**Task item**
What is needed is each line of the data below that holds the string "hand".
===== Exercise inputs =====
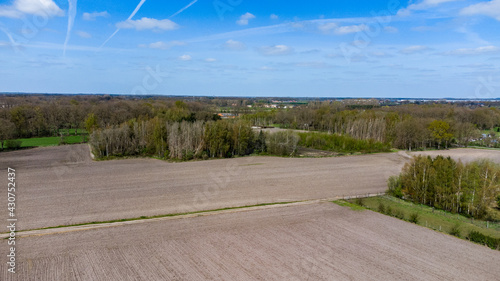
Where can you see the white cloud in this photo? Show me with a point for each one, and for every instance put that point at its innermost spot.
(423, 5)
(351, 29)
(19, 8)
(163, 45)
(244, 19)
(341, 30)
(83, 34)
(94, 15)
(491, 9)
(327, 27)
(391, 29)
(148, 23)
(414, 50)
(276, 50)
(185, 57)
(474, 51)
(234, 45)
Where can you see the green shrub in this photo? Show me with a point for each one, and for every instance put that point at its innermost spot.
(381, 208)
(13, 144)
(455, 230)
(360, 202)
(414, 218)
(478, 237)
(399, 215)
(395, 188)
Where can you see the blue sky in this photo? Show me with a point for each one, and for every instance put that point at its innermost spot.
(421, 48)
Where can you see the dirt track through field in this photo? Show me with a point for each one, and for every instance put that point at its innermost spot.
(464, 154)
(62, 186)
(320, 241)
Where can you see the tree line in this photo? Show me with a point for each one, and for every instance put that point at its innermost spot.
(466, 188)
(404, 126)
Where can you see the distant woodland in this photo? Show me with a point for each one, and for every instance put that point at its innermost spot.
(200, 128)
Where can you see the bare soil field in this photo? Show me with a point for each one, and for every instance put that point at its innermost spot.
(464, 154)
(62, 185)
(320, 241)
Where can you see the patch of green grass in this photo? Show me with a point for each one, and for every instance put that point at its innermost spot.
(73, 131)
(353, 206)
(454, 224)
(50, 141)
=====
===== Exercise inputs =====
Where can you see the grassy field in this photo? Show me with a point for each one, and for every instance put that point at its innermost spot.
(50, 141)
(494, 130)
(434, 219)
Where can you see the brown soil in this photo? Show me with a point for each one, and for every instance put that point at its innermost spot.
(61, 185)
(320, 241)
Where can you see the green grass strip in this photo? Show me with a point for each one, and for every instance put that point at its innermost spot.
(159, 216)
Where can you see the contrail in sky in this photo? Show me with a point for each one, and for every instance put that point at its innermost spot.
=====
===== Exercise inputs =====
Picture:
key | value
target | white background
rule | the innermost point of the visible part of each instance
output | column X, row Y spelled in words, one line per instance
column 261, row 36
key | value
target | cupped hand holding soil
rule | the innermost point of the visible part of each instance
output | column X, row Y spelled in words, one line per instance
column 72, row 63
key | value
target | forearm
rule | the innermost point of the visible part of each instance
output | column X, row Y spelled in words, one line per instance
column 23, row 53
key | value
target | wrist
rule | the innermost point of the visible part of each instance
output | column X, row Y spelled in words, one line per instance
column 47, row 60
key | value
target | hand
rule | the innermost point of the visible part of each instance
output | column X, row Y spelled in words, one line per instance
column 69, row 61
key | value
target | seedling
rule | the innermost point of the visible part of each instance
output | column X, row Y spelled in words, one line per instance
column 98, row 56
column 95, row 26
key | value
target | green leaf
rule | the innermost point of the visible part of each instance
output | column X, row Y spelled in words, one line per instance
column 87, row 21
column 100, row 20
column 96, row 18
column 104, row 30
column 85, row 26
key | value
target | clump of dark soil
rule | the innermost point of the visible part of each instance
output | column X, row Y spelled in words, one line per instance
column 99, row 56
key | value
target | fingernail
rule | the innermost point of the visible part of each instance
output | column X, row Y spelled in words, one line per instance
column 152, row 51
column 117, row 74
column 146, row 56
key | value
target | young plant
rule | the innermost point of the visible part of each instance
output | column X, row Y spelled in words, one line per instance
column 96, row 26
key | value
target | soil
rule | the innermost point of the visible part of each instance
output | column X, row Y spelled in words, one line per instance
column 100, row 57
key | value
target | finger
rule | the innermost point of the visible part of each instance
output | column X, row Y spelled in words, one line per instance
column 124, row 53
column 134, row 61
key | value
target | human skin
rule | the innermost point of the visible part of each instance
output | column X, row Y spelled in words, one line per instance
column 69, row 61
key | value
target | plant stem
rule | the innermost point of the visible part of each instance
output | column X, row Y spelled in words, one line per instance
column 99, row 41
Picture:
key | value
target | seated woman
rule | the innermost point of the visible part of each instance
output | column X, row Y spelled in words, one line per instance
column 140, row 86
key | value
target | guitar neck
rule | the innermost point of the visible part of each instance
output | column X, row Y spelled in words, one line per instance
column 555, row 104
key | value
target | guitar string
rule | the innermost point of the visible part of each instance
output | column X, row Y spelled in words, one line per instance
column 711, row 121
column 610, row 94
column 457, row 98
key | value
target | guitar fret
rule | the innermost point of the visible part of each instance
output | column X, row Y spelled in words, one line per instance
=====
**Exercise response**
target | cupped hand holding soil
target | hand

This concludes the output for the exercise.